== Exercise objective ==
Search the records for the string "light", then copy each line that has it.

== Supplied records ==
※

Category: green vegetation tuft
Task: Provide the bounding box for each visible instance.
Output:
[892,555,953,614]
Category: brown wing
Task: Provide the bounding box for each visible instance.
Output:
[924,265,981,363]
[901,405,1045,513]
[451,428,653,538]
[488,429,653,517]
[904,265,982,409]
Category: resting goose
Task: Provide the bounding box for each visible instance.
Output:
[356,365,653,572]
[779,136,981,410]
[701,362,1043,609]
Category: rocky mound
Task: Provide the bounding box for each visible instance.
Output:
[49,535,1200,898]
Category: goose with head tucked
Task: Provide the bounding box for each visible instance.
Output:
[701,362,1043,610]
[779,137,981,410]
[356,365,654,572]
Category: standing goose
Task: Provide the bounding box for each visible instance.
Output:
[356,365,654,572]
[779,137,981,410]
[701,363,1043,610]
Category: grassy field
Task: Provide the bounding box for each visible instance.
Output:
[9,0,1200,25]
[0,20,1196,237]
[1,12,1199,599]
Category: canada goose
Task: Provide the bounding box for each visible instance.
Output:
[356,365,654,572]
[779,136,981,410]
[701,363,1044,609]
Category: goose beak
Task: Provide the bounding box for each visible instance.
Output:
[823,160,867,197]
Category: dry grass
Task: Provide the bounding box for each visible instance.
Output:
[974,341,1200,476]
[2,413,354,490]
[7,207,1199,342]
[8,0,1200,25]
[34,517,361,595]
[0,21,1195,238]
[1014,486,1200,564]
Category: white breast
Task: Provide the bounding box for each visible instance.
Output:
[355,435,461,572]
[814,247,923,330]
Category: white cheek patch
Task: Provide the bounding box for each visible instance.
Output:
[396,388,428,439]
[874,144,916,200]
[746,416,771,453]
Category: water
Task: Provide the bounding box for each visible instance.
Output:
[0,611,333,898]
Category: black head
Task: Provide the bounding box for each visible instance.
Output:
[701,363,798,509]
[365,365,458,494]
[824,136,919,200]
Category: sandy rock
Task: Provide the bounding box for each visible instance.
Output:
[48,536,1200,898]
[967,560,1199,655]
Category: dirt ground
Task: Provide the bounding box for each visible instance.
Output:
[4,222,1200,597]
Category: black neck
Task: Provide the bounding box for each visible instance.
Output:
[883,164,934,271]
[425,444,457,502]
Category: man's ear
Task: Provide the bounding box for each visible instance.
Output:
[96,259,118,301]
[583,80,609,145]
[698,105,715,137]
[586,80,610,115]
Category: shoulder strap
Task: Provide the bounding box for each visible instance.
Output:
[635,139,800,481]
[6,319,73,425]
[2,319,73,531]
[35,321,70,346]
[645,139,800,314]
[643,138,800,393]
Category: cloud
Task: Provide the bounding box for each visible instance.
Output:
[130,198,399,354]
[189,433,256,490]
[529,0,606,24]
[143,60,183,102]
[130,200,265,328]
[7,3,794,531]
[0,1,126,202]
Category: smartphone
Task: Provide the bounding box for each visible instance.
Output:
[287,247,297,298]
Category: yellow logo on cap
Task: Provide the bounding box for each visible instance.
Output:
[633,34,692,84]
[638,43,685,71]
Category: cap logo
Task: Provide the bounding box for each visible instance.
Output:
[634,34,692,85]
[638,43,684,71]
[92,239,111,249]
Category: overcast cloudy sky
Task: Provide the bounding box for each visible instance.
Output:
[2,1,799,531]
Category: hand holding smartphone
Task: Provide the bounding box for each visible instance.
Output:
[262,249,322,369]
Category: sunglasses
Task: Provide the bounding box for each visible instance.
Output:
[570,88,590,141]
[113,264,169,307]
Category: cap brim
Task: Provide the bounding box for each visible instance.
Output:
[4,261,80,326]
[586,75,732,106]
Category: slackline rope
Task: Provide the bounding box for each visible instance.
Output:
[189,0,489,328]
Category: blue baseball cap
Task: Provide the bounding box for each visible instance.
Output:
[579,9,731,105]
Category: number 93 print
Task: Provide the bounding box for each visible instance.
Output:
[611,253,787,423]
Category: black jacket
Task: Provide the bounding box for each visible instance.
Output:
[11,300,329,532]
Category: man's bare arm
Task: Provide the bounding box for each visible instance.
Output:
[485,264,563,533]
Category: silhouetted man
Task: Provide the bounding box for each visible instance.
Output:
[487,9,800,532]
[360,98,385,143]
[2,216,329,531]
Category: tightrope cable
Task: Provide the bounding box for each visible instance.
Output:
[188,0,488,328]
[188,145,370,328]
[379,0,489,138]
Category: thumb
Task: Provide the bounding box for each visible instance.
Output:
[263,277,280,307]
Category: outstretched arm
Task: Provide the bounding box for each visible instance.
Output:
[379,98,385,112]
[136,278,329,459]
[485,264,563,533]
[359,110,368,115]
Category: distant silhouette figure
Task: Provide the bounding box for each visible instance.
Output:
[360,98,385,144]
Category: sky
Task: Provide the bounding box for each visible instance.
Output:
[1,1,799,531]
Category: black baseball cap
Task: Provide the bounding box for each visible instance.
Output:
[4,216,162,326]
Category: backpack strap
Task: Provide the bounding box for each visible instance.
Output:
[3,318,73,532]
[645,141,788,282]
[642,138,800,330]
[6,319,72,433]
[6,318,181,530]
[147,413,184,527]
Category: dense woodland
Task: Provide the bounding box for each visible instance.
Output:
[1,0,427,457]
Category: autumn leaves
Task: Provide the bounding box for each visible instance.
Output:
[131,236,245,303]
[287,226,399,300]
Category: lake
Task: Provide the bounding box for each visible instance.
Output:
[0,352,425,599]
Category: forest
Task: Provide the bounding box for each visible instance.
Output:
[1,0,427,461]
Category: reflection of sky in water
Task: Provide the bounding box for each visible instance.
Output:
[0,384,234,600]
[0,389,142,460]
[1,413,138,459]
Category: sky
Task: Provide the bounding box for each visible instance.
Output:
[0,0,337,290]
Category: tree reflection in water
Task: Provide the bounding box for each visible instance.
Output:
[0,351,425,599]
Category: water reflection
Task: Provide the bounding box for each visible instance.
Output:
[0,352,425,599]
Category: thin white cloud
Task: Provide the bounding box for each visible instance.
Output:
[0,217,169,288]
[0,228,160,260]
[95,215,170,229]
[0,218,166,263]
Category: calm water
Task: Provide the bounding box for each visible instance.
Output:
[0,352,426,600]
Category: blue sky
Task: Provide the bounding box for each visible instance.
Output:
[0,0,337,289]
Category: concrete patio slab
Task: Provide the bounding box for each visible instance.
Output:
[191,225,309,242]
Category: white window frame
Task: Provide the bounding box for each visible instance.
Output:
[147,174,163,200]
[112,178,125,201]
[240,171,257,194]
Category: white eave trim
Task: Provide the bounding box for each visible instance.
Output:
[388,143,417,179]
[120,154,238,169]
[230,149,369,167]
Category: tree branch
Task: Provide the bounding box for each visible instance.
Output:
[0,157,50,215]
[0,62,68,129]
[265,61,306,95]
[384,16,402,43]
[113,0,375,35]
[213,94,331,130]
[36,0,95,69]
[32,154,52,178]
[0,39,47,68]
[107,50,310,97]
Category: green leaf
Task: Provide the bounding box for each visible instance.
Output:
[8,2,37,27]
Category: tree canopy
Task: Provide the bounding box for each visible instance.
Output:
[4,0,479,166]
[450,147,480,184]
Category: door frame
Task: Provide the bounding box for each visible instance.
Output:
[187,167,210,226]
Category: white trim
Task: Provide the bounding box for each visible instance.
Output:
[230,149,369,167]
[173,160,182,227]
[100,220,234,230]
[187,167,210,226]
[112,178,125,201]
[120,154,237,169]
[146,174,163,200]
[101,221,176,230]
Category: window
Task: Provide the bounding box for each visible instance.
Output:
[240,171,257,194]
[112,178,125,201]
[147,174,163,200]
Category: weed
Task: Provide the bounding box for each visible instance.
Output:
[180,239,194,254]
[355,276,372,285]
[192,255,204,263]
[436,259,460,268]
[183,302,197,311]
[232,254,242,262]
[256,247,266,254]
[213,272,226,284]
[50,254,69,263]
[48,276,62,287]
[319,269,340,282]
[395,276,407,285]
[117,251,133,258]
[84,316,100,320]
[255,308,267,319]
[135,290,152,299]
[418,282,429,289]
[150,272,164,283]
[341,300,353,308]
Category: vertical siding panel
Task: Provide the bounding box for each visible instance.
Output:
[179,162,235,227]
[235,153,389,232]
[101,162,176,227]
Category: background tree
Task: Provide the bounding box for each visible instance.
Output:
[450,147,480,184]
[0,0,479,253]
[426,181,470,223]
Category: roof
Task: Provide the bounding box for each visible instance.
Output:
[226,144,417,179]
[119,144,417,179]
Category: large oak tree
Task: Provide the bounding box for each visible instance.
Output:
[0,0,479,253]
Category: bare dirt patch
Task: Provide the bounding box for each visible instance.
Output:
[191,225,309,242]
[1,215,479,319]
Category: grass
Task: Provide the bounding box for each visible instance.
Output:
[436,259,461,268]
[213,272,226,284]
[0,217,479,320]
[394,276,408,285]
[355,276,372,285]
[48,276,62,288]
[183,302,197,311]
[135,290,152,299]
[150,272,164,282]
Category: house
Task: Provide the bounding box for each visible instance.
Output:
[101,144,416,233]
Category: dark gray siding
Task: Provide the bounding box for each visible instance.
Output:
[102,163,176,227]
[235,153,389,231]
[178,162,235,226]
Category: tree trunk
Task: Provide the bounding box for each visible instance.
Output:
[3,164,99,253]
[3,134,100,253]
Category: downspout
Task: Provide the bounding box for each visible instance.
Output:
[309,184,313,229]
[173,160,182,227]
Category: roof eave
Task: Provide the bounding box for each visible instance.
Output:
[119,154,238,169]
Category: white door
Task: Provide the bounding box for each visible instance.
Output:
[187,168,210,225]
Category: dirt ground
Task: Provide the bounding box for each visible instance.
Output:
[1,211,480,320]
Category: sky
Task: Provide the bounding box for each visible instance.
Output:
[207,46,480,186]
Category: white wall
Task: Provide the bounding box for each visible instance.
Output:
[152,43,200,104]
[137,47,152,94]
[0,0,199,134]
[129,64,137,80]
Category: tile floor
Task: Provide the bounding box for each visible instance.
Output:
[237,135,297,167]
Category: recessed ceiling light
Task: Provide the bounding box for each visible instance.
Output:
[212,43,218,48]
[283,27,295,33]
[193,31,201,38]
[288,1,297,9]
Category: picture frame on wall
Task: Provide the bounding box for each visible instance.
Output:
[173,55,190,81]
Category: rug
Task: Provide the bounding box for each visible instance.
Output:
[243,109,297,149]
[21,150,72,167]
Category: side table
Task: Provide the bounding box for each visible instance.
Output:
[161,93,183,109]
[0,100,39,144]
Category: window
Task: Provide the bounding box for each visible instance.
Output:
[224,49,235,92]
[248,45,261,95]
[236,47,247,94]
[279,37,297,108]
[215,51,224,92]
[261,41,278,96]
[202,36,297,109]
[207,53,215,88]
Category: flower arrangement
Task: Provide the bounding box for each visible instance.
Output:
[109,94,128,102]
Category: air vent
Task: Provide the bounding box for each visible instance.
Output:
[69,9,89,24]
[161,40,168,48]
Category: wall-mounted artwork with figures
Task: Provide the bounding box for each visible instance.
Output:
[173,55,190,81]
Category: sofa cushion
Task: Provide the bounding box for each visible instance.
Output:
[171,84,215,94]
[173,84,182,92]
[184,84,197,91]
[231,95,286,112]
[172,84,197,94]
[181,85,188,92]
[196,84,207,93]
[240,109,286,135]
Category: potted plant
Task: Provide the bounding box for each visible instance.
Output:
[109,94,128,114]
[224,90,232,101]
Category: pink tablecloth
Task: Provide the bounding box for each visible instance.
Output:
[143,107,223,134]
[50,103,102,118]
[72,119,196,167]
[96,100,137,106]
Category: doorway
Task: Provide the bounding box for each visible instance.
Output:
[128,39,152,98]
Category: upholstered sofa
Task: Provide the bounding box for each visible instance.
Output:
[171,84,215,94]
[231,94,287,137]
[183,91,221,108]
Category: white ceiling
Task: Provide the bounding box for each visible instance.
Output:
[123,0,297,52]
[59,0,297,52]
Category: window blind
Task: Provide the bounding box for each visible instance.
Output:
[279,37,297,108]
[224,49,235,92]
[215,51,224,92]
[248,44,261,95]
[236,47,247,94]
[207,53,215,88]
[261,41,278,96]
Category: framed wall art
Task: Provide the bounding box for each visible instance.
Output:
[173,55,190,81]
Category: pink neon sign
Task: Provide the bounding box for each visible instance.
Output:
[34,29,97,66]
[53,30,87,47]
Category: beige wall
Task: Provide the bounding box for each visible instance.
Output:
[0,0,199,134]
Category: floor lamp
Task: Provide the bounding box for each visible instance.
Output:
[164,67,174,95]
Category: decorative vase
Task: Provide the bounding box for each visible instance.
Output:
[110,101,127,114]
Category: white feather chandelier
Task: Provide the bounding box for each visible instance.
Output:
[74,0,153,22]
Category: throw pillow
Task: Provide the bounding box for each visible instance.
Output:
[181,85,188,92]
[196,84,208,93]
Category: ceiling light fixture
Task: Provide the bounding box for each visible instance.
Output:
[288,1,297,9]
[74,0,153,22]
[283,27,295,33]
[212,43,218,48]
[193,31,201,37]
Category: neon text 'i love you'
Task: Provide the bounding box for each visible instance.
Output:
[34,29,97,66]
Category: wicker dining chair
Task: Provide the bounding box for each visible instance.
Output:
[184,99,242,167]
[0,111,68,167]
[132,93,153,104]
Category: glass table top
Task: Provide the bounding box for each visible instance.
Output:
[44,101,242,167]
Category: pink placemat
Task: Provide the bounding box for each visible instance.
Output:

※

== Your solution ==
Category: recessed ceiling light
Category: ceiling light fixture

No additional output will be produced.